# Image-backed grounding data
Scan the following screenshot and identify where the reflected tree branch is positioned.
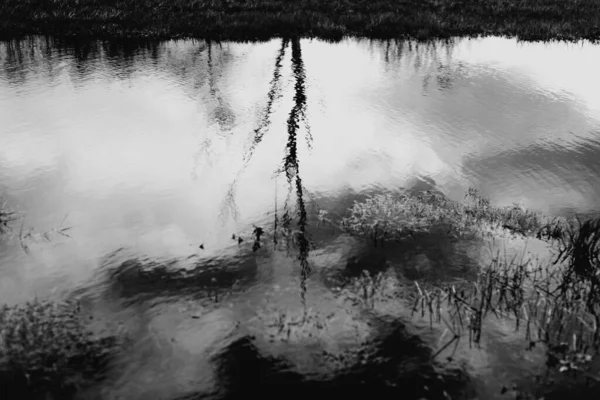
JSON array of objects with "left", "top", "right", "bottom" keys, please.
[
  {"left": 218, "top": 39, "right": 290, "bottom": 225},
  {"left": 282, "top": 37, "right": 311, "bottom": 304}
]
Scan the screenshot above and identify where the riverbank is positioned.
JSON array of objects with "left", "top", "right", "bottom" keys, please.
[{"left": 1, "top": 0, "right": 600, "bottom": 42}]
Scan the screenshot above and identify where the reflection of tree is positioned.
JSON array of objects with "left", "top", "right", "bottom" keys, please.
[
  {"left": 243, "top": 38, "right": 290, "bottom": 165},
  {"left": 282, "top": 37, "right": 311, "bottom": 303},
  {"left": 192, "top": 40, "right": 238, "bottom": 180},
  {"left": 218, "top": 37, "right": 313, "bottom": 303},
  {"left": 368, "top": 38, "right": 461, "bottom": 94},
  {"left": 206, "top": 40, "right": 236, "bottom": 133},
  {"left": 1, "top": 40, "right": 27, "bottom": 85},
  {"left": 218, "top": 39, "right": 289, "bottom": 224},
  {"left": 179, "top": 322, "right": 470, "bottom": 399},
  {"left": 91, "top": 252, "right": 258, "bottom": 307},
  {"left": 0, "top": 37, "right": 210, "bottom": 89}
]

# YOUR ASSIGNMENT
All lines of the records containing "screenshot" should be shown.

# TASK RESPONSE
Scan the following screenshot and identify where the reflected tree branch is positioned.
Scan the screenshot above and identify where the riverbank is positioned.
Scan the screenshot above and identify where the reflection of tree is positioned.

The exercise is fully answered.